Records for the task
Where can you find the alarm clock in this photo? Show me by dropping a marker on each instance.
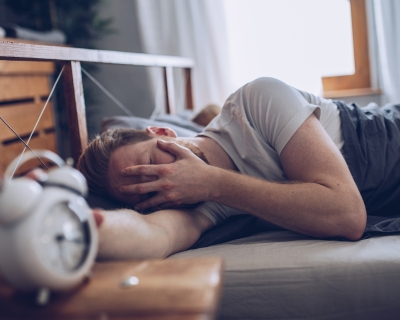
(48, 236)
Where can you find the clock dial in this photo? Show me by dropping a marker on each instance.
(64, 237)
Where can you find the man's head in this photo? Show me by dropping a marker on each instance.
(115, 149)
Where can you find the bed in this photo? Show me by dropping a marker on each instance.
(269, 273)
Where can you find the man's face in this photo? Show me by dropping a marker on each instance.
(145, 152)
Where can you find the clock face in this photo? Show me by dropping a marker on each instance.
(64, 238)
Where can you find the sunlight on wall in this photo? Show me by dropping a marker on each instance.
(297, 41)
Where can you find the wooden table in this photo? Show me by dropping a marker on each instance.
(166, 289)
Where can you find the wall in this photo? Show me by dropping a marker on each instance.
(128, 84)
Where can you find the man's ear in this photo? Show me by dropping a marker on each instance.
(161, 131)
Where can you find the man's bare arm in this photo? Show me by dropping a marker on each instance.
(126, 234)
(321, 201)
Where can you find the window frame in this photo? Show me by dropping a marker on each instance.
(358, 83)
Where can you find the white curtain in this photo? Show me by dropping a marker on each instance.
(194, 29)
(384, 24)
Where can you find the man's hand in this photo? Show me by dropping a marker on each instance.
(184, 181)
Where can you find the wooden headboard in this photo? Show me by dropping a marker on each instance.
(71, 58)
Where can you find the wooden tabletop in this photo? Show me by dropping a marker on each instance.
(166, 289)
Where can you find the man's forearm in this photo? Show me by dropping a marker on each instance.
(310, 208)
(126, 234)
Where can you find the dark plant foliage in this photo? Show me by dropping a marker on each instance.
(78, 19)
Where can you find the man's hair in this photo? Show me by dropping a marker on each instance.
(94, 161)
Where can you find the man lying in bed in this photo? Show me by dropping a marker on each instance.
(274, 152)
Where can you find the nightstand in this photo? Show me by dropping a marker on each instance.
(153, 289)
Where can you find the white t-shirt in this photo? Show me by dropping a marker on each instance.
(256, 123)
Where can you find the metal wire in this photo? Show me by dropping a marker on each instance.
(108, 93)
(37, 122)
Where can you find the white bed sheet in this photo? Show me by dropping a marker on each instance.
(285, 275)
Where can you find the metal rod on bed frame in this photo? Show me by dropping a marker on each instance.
(72, 79)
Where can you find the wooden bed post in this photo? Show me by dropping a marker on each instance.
(169, 90)
(75, 105)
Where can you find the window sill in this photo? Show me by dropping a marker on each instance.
(351, 93)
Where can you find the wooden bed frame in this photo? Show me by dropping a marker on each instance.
(71, 58)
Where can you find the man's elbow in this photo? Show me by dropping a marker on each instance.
(355, 222)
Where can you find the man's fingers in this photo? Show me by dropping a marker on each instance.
(140, 188)
(172, 147)
(143, 170)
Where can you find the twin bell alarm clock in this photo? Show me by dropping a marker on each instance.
(48, 236)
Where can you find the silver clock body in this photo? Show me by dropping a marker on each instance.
(52, 247)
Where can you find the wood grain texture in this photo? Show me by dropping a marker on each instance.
(75, 104)
(26, 67)
(167, 289)
(10, 50)
(22, 87)
(361, 78)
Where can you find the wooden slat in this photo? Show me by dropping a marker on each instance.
(22, 118)
(75, 104)
(21, 51)
(189, 89)
(167, 289)
(21, 87)
(169, 90)
(26, 67)
(11, 151)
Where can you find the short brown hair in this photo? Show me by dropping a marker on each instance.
(94, 161)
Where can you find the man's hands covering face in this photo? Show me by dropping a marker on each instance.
(184, 181)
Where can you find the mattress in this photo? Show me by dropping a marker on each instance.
(286, 275)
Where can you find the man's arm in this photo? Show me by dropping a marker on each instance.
(322, 200)
(126, 234)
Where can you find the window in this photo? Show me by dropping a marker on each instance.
(299, 42)
(358, 83)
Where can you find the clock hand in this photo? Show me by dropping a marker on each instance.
(61, 237)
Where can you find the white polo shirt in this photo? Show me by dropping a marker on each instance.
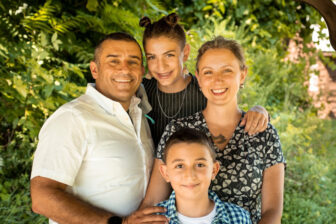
(92, 145)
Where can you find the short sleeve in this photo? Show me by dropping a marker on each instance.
(61, 148)
(274, 154)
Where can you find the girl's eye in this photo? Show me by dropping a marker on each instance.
(133, 62)
(150, 57)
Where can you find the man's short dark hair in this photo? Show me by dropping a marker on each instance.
(188, 135)
(114, 36)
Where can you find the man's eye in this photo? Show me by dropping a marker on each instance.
(150, 57)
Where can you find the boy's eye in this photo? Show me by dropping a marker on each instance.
(170, 55)
(114, 62)
(133, 63)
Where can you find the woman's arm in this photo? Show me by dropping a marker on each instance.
(158, 189)
(272, 194)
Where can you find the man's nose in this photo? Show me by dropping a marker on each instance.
(190, 173)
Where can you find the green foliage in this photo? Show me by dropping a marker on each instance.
(46, 47)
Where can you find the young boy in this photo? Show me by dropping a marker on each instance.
(190, 165)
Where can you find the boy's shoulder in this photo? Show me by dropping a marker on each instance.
(233, 212)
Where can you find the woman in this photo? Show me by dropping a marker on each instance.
(252, 167)
(172, 92)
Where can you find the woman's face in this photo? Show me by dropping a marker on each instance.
(219, 76)
(165, 60)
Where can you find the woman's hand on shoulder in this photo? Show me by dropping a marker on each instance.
(255, 120)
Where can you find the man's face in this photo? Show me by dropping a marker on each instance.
(118, 71)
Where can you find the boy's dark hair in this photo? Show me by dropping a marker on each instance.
(166, 26)
(188, 135)
(114, 36)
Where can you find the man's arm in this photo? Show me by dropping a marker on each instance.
(158, 189)
(50, 199)
(272, 194)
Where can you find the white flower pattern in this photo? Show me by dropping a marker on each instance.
(242, 161)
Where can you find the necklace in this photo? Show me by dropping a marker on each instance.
(160, 106)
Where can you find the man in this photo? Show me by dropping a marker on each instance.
(94, 156)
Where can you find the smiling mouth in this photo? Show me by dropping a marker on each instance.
(219, 91)
(164, 75)
(122, 80)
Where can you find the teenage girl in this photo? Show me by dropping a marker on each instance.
(172, 92)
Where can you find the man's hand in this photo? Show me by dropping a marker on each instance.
(147, 215)
(255, 120)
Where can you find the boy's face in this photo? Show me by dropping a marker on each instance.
(189, 168)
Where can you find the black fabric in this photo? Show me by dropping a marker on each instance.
(242, 162)
(170, 102)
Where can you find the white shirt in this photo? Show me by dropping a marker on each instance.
(92, 145)
(207, 219)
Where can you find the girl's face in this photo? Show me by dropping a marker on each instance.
(165, 60)
(219, 76)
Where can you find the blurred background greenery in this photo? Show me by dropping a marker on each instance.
(46, 46)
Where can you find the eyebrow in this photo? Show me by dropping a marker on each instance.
(181, 160)
(163, 52)
(116, 56)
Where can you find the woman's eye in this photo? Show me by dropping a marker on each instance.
(150, 57)
(133, 62)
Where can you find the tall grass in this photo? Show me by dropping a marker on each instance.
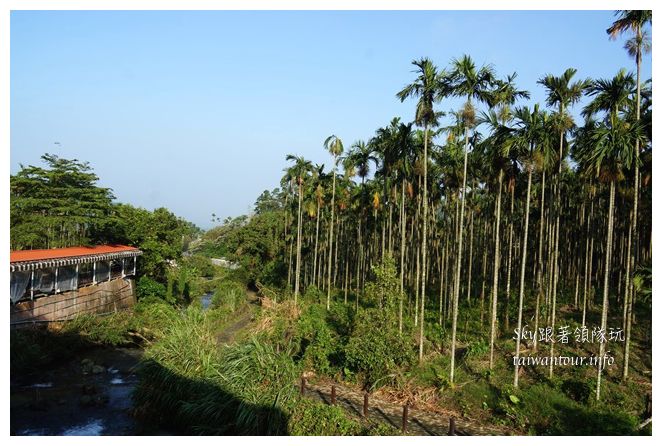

What is needed
Pull out every line of the entries above that contains the word "short", matching case exactly.

Exercise result
Where can you find the short brown hair in this photo? Show me by dropping a marker on each instance.
Where can you find the short sleeve in this photo? Show me by dropping a marker on each instance.
Where can you find the man's short dark hair in this photo? Show me by dropping a marker on each instance.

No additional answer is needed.